** START OF Exercise material **

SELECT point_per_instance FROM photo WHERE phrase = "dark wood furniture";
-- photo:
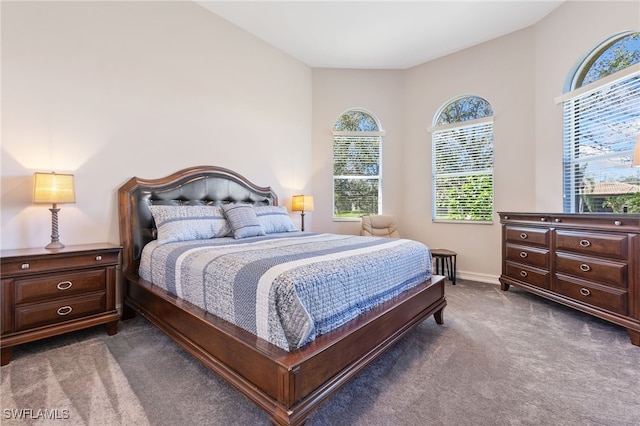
(445, 261)
(590, 262)
(50, 292)
(286, 385)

** END OF Exercise material **

[Requirements]
Return every line of the records above verbatim, leaving out the pictures.

[Result of this exercise]
SELECT point_per_instance FROM photo WHERE phrase = "dark wood furniture";
-- photo:
(445, 261)
(590, 262)
(50, 292)
(286, 385)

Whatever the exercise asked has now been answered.